**Exercise brief:**
Reproduce the entries that follow verbatim, down to the final line.

Top of Dataset excerpts

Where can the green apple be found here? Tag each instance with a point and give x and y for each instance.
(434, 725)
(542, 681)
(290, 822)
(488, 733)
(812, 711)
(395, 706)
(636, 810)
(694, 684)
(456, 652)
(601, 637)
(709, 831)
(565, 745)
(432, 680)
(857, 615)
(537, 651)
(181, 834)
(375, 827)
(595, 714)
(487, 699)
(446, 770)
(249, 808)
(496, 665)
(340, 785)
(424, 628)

Bottom of Dataset excerpts

**Result:**
Where can the green apple be found here? Tag each instance with a point and give x and y for each instance.
(434, 725)
(542, 681)
(290, 822)
(488, 733)
(812, 711)
(395, 706)
(636, 810)
(694, 684)
(456, 652)
(601, 637)
(709, 831)
(565, 745)
(432, 680)
(857, 615)
(537, 651)
(181, 834)
(375, 827)
(595, 714)
(487, 699)
(446, 770)
(249, 808)
(496, 665)
(340, 785)
(424, 628)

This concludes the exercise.